Esther sauve son peuple

Esther et le roi Assuérus

Esther et le roi Assuérus
Gertrude Crête, SASV
encres acryliques sur papier, 2000
(photo © SEBQ) 

Le livre d’Esther se présente comme un conte postexilique d’une grande finesse. L’objectif du livre est de démontrer comment rendre féconde une situation de détresse. Il dévoile certains éléments qui permettent à un peuple soumis de faire preuve de résilience au cœur d’une situation périlleuse.

     Il convient de rappeler qu’à l’époque du Premier Testament, les divinités étaient étroitement liées à un territoire national. Ainsi, si un roi parvenait à envahir une autre contrée, cela était interprété comme le reflet de la victoire d’une divinité nationale sur l’autre (Marduk sur Yahweh). Cette reconnaissance de la divinité de la nation victorieuse par les peuples assujettis entraînait une assimilation rapide à la culture dominante.

     Or, la voie prônée par ce magnifique livre est tout autre. Elle indique plutôt une manière de résister à l’assimilation tout en intégrant avec créativité les dimensions positives de la culture dominante. Rappelons que c’est par le biais de l’Exil que le peuple hébreu passe de l’hénothéisme au monothéisme. [1] Autrement dit, ce conte ouvre à la perspective d’un seul Dieu qui gouverne l’ensemble du cosmos.

Résumé du récit

     Le récit du livre d’Esther est habilement construit et vise à montrer un renversement de situation face à un décret arbitraire, humiliant et surtout inhumain. Menacé de génocide, le peuple juif devient une nation importante au sein de l’Empire perse. Léona Deschamps résume en quelques mots le parcours d’Esther :

Une orpheline juive élevée par Mardochée, Esther, fut choisie pour paraître devant Assuérus, le roi perse, qui avait répudié la reine Vasthi. Belle et douce, le roi préfère cette jeune femme à toutes les autres et elle devient la nouvelle reine (2,1-19). Un jour, Aman, élevé en dignité, obtint du roi Assuérus l’autorisation d'exterminer tous les Juifs du royaume (3,7-14). Esther apprend l’horrible complot d’Aman. Après voir prié et jeûné, elle se présente au palais. Tandis qu’elle parle, elle s’évanouit et le roi, après la réanimation de la reine, lui promet la moitié du royaume. Mais cette dernière propose plutôt au roi de venir à son banquet accompagné d’Aman. Pendant le repas, elle révèle son identité et la menace qui pèse sur tout son peuple (7,4-7). Furieux, Assuérus fait pendre Aman au gibet préparé pour Mardochée et délivre un décret de réhabilitation du peuple juif (8,12ss). L’héroïque Esther a sauvé sa communauté de la menace d’extermination qui pesait sur elle au risque de sa propre vie. [2]

     Il est à préciser qu’Aman est présenté comme un personnage originaire d’Agag. Un tel nom, dans la tradition biblique est associé à Amaleq, roi des Amélicites, ennemi traditionnel d’Israël (Ex 17,16; Nb 24,20; 1 S 15,3). Ainsi Aman se comporte envers les juifs, personnifiés par Mardochée, comme le faisait Amaleq. Cet artifice littéraire permet d’accentuer la dimension dramatique du danger que peuvent courir les membres de la diaspora.

• **DONNÉES FOURNIES**:
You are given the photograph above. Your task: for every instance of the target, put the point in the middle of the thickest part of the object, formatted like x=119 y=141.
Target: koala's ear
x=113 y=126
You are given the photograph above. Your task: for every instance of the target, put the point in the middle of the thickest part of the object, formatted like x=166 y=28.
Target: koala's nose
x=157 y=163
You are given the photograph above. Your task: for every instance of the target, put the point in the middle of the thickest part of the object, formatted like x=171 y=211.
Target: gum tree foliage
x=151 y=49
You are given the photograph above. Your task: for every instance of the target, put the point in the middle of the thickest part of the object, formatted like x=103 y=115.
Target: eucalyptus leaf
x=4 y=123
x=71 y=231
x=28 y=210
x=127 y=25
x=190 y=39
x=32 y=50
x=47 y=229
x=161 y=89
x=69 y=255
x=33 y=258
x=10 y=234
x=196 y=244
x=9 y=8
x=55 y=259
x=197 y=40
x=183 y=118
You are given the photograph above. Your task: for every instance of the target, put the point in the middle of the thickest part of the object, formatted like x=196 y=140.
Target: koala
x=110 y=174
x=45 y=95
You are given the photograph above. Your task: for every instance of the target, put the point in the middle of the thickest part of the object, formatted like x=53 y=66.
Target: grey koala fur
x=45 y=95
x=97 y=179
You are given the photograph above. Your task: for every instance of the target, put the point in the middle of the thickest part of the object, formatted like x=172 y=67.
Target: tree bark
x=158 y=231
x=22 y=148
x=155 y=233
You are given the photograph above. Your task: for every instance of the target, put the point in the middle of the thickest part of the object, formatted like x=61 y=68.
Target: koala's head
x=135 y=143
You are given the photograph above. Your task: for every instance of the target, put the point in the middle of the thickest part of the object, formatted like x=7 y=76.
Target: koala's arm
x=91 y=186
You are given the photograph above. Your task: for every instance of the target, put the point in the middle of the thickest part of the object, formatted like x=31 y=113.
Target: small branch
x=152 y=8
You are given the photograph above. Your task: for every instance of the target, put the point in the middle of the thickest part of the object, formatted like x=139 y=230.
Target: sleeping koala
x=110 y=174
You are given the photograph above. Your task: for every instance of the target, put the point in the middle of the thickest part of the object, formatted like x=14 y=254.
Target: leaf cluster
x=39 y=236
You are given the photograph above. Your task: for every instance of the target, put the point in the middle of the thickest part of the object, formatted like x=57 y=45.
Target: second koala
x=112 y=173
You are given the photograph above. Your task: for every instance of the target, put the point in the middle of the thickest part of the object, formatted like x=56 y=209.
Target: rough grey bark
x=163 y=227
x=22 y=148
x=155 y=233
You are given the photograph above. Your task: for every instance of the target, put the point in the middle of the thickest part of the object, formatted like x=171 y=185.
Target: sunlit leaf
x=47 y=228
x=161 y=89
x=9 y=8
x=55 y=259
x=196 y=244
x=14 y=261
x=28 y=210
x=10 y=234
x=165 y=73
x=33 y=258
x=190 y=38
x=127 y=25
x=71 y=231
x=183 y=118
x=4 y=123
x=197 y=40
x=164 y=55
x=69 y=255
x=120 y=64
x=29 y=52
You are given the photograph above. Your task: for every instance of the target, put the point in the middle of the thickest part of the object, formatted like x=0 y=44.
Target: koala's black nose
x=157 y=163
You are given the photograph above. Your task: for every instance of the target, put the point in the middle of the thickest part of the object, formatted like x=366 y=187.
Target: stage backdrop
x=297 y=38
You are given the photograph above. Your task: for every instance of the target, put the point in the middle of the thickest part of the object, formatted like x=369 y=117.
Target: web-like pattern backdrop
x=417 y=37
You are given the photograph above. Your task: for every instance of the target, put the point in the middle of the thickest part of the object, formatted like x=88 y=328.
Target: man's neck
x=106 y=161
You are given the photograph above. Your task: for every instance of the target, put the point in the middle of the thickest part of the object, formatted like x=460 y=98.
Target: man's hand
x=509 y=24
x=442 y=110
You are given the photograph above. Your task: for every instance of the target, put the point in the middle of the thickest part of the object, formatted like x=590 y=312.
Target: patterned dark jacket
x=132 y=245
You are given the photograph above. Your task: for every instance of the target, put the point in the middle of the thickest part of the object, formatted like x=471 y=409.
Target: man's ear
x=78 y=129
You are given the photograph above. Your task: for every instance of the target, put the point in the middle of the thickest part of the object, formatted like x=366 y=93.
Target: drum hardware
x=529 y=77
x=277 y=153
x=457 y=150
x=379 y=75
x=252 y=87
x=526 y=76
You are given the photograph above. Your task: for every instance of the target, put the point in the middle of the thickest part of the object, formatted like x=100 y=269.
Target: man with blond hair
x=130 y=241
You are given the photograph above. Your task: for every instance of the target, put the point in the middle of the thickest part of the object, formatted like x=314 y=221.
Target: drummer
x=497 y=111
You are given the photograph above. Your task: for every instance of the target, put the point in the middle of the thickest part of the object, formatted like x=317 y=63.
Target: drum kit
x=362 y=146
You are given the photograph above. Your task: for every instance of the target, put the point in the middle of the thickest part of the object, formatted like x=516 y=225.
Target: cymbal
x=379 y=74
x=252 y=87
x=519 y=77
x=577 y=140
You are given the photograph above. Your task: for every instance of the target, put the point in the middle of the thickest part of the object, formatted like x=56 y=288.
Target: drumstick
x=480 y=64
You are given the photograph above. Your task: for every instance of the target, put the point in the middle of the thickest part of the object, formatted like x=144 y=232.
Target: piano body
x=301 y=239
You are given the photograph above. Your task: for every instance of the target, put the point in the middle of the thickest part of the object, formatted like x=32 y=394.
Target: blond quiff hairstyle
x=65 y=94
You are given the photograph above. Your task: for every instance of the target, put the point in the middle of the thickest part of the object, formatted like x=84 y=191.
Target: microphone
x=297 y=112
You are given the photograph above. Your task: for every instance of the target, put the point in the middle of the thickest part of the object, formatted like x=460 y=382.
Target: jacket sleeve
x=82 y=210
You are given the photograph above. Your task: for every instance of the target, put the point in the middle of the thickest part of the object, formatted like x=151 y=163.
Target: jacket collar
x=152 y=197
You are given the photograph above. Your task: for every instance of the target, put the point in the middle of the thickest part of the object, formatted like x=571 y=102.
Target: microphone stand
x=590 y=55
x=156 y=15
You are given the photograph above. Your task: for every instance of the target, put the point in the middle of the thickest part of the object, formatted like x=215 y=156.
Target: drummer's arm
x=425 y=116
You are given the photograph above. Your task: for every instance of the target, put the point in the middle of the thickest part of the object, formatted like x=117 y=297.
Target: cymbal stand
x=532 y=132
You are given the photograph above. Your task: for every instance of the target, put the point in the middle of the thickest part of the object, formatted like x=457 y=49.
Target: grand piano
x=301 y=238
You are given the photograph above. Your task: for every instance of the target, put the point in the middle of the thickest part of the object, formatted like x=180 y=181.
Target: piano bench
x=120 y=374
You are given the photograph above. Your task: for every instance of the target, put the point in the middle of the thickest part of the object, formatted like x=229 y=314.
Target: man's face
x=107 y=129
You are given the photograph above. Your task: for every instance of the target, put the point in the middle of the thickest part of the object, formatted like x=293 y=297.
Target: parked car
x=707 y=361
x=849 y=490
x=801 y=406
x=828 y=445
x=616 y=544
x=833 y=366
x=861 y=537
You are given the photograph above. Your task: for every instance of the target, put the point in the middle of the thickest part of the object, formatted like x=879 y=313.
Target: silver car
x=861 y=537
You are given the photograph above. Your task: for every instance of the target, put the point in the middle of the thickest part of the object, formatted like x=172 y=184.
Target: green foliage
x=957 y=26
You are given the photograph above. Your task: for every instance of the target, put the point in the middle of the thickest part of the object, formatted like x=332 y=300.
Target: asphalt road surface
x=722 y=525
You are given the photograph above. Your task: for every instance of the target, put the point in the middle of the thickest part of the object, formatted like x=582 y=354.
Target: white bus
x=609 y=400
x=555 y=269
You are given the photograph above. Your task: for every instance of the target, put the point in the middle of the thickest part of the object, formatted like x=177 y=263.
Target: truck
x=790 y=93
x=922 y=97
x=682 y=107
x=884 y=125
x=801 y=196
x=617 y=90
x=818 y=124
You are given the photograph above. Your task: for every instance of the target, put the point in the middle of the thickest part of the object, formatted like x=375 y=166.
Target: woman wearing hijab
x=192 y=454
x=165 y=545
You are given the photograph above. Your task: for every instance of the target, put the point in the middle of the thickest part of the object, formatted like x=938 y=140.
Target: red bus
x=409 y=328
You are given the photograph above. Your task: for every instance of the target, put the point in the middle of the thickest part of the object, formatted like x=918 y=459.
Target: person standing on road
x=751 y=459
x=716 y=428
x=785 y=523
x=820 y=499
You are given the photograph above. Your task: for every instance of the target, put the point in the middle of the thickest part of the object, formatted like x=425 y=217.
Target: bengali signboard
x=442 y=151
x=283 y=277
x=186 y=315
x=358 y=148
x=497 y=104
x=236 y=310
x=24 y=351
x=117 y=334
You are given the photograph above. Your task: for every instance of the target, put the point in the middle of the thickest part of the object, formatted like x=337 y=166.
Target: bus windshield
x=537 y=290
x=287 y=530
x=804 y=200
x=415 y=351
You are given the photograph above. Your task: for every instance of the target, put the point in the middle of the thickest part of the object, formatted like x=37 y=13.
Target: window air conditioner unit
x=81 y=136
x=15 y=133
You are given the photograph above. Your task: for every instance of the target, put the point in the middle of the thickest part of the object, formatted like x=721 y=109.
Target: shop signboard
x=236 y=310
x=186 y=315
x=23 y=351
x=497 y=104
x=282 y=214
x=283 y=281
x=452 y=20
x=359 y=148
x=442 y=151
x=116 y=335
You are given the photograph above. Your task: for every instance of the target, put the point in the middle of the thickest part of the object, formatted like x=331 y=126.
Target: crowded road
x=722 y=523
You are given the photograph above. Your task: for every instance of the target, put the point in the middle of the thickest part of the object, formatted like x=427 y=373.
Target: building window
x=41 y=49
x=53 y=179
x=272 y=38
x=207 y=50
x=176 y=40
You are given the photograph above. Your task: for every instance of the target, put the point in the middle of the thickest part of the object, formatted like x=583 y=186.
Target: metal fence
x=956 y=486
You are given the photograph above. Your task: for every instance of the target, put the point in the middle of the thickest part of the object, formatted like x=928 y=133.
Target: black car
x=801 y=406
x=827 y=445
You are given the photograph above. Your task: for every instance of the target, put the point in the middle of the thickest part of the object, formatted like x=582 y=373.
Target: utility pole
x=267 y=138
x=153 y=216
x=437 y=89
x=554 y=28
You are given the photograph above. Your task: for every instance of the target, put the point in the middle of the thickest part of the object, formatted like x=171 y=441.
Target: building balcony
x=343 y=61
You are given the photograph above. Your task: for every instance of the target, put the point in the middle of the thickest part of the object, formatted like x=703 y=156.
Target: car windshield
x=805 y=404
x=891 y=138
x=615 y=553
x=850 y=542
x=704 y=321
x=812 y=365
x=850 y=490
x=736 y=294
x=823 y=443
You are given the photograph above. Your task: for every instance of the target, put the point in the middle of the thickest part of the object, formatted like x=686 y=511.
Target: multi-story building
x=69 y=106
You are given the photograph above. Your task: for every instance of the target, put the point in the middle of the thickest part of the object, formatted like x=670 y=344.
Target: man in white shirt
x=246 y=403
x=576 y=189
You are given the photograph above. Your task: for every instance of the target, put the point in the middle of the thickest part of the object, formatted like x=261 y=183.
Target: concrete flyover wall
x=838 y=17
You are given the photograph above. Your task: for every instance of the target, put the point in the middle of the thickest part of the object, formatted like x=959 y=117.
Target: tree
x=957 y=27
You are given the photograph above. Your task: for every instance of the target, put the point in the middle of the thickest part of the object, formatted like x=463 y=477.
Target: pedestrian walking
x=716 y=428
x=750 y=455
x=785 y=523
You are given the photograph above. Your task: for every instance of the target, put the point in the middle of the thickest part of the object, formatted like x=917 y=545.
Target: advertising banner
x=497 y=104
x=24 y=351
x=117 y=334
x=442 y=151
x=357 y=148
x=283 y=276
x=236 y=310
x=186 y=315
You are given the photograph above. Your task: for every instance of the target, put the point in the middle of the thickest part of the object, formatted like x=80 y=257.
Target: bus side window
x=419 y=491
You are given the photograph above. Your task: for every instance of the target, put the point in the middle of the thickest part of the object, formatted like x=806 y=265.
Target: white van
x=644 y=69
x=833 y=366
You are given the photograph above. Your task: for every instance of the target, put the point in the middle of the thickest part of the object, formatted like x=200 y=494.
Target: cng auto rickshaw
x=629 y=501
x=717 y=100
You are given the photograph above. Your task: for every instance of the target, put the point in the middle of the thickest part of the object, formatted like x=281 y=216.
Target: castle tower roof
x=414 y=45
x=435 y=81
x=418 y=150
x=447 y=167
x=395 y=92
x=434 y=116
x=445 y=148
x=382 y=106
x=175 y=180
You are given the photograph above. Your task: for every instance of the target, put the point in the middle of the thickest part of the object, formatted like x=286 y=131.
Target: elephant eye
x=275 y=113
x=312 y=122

• **ÉNONCÉ 1**:
D'après le texte sur le livre d'Esther, par quel biais le peuple hébreu passe-t-il de l'hénothéisme au monothéisme ?
• **ÉNONCÉ 2**:
Poursuivez le texte sur le livre d'Esther à partir de sa dernière phrase.

• **RÉPONSE 1**:
Par le biais de l'Exil.

• **RÉPONSE 2**:
Esther : une femme soumise?

     Le personnage d’Esther est parfois décrié. En effet, elle fait preuve de séduction pour gagner les faveurs du roi et semble obéir aveuglément à Mardochée. Renforce-t-elle ainsi les stéréotypes féminins? À la décharge d’Esther, il est utile de rappeler que dans une société patriarcale aussi rigide, les femmes devaient faire preuve de soumission pour conserver la vie. Le sort de la reine Vasthi illustre les terribles conséquences du refus d’une femme de se soumettre au moindre caprice de son mari (Est 1,9-21[3].

     Esther démontre plutôt un grand jugement politique en dissimulant son identité et son appartenance culturelle et ses liens avec Mardochée [4]. Elle dévoile alors son appartenance culturelle afin de contrecarrer les plans génocidaires d'Aman (Est 7,3ss). En d’autres termes, Esther, par sa prudence, exerce une sagesse toute proverbiale qui lui permet d’exercer un rôle « messianique ». Usant d’intelligence, elle parvient à garantir à son peuple une existence paisible et prospère. Par ces aspects, Esther révèle une grande autonomie intérieure à défaut de pouvoir jouir d’une liberté extérieure. En cela, elle peut être présentée comme un modèle de résistance et de résilience au cœur même de l’oppression. Ce livre peut même devenir une source d’inspiration à nombre de groupes ostracisés [6]. Il s’agit donc d’une figure biblique à honorer puisque la fête des Pourim commémore la catastrophe qu’elle a réussi à éviter pour son peuple (Est 9,20ss).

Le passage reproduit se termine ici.